▶ OBJECTIVE
Swap every "Expected" in all the rows below for "Required", leaving every other part of the rows unchanged.

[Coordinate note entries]
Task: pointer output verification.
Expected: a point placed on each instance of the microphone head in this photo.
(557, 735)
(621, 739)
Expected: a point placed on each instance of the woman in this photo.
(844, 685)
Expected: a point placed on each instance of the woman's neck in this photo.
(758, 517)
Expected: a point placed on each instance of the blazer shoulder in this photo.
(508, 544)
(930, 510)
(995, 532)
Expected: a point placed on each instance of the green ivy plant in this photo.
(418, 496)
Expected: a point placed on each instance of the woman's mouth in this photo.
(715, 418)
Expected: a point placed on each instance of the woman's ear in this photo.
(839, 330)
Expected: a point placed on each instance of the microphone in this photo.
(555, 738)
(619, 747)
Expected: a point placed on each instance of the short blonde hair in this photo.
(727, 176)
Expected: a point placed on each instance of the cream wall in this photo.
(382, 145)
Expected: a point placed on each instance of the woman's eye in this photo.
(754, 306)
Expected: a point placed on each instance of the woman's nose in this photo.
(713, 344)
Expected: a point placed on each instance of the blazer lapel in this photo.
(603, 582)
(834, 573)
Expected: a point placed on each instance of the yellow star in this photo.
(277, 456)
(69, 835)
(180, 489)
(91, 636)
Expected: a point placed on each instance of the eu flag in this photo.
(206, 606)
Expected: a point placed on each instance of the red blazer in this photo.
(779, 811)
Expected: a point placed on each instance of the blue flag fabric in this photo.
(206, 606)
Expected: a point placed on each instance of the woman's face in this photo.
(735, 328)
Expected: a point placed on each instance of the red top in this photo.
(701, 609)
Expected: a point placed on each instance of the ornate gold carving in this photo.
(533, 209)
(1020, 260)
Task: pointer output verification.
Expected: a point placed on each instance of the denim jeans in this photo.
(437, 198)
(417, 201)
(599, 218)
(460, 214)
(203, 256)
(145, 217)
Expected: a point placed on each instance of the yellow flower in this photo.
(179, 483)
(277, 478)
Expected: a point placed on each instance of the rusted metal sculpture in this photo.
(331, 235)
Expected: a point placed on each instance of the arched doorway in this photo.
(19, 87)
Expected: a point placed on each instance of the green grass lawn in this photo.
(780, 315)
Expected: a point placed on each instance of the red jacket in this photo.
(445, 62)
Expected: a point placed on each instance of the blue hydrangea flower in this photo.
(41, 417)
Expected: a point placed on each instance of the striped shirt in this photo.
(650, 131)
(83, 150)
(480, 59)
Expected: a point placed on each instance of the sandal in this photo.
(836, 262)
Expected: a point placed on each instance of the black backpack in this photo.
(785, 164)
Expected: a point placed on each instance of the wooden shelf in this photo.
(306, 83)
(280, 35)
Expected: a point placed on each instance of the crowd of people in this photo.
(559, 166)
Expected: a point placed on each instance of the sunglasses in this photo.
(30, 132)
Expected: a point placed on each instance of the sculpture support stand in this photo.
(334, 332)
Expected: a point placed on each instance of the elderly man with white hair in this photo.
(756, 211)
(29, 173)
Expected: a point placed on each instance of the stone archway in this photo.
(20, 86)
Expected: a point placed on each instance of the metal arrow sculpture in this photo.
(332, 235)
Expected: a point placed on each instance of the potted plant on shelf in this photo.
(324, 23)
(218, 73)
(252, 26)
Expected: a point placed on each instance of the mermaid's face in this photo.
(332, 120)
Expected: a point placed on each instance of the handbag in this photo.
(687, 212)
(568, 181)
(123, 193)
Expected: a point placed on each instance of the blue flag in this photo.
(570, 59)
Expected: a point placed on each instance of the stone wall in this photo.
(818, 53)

▶ THE COMPLETED TASK
Task: pointer output verification.
Required: a point placed on each instance of the microphone head in this photo.
(557, 735)
(621, 739)
Required: a point placed on each instance of the woman in this photo.
(844, 685)
Required: a point placed on each instance of the woman's neck in this photo.
(758, 517)
Required: a point placed on each instance of the blazer shoulder in this photo.
(508, 544)
(930, 510)
(995, 532)
Required: a point placed on each instance of the green ivy plant in this photo.
(418, 496)
Required: a point placed on each instance of the woman's mouth in this photo.
(715, 418)
Required: a point placed on each instance of the woman's ear in this photo.
(839, 330)
Required: a point placed on each instance of the microphone in this photo.
(555, 738)
(619, 747)
Required: a point placed on each instance of the short blonde hair in this photo.
(727, 176)
Required: a point placed on each instance of the cream wall in this photo.
(382, 145)
Required: a point placed on each instance of the woman's eye in this photo.
(754, 306)
Required: a point placed on each instance of the woman's nose in this photo.
(713, 344)
Required: a point placed on each instance of the blazer lapel in this photo.
(603, 582)
(834, 573)
Required: a point placed on each instance of the yellow star in this photo.
(277, 456)
(69, 835)
(180, 489)
(91, 636)
Required: a point placed on each instance of the eu flag in this photo.
(206, 606)
Required: a point placed on each instance of the red blazer in this photo.
(779, 811)
Required: a point placed on each instance of the blue flag fabric in this photo.
(206, 606)
Required: a point placed on each instance of the woman's face in this photo.
(735, 328)
Required: a point placed on each instance of the red top in this photo.
(701, 609)
Required: a point placed on each instance of the ornate gold carving in this photo.
(533, 209)
(1020, 260)
Task: pointer output verification.
Required: a point placed on each instance of the denim jeans in this photo.
(437, 198)
(417, 201)
(599, 218)
(460, 214)
(203, 256)
(145, 217)
Required: a point placed on each instance of the yellow flower in this photo.
(179, 483)
(277, 478)
Required: a point placed on each instance of the rusted metal sculpture in this photo.
(331, 235)
Required: a point placed on each instance of the arched doorway in this photo.
(19, 87)
Required: a point placed on each instance of the green grass lawn in this photo.
(780, 315)
Required: a point placed on each instance of the red jacket in this photo.
(445, 62)
Required: a point placed on each instance of the blue hydrangea flower in this photo.
(41, 417)
Required: a point placed on each instance of the striped shirt in this photo.
(650, 131)
(83, 150)
(480, 59)
Required: a point placed on each instance of the sandal in this photo.
(836, 262)
Required: a point placed on each instance of the black backpack in this photo.
(785, 164)
Required: a point placed on each instance of the wooden shelf in this photo.
(306, 83)
(280, 35)
Required: a point placed on each instance of the crowd of people in this photo.
(559, 166)
Required: a point placed on each instance of the sunglasses in this photo.
(30, 132)
Required: a point placed on each instance of the sculpture support stand in this photo.
(334, 332)
Required: a point placed on each instance of the elderly man with white hair in this photo.
(756, 211)
(29, 173)
Required: a point placed on each instance of the stone archway in this photo.
(20, 86)
Required: a point placed on each instance of the metal arrow sculpture in this photo.
(332, 235)
Required: a point placed on each instance of the potted plant on shelf in this photo.
(324, 23)
(218, 73)
(252, 26)
Required: a point placed on each instance of the mermaid's face in this photo.
(332, 120)
Required: a point placed on each instance of the handbag in this photo.
(687, 212)
(568, 181)
(123, 193)
Required: a point placed on each instance of the blue flag in this photo.
(570, 59)
Required: a point placed on each instance of the stone wall in this photo.
(818, 53)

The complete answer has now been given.